- Point-based annotation data:
○ ○ ○ ○ ○
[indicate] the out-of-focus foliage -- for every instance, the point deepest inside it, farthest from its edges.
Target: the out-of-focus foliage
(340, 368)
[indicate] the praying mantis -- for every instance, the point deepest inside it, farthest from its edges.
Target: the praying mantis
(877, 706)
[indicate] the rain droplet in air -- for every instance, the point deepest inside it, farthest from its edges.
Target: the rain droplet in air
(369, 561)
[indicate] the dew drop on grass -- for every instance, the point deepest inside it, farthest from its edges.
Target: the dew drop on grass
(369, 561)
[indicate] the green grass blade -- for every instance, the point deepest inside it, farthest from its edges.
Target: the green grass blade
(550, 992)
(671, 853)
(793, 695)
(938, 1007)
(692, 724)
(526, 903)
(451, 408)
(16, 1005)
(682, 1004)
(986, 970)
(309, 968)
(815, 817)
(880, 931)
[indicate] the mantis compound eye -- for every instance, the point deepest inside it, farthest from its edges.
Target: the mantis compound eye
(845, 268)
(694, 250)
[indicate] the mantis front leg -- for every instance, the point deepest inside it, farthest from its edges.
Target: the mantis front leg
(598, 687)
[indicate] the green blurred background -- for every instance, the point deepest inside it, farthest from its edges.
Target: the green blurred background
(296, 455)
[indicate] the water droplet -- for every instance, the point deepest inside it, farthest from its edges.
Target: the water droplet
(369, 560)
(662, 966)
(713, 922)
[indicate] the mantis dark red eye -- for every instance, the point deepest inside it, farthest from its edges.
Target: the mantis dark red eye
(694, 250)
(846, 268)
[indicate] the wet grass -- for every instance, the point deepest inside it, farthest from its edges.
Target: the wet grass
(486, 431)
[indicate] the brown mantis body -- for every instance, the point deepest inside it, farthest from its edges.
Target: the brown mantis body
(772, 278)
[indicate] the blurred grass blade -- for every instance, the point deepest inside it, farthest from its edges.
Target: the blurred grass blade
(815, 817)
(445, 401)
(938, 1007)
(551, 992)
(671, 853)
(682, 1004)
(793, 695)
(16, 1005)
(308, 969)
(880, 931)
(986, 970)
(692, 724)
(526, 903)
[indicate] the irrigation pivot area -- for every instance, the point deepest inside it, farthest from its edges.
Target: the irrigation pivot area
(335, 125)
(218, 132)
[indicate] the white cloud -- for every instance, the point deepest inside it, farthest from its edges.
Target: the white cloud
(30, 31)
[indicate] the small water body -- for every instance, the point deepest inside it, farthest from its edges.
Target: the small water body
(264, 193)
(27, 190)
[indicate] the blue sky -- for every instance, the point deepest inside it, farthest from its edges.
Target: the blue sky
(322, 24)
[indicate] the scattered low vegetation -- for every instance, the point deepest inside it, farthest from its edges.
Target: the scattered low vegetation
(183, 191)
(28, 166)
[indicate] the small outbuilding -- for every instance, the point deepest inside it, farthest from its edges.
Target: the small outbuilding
○ ○ ○ ○ ○
- What the exercise asks:
Reproduce the material word for word, starting at the line that contains "[indicate] the white" and ending at the last line of the material.

- Solved exercise:
[indicate] the white cloud -- for every instance, the point deepest inside it, farthest from its edges.
Target: the white cloud
(30, 31)
[indicate] the small water body -- for every instance, the point deepest inside it, farthest from its edges.
Target: the small water body
(264, 193)
(27, 190)
[indicate] the blue sky -- for every instance, the point deepest inside it, farthest from its edges.
Target: the blue sky
(322, 24)
[indicate] the scattered low vegetation -- for every instance, the point deepest inside it, farthest from its edges.
Target: the scattered low vegetation
(183, 191)
(28, 166)
[indicate] the small outbuilding -- for every instance, the point deepest inside it, farthest from its edges.
Target: the small outbuilding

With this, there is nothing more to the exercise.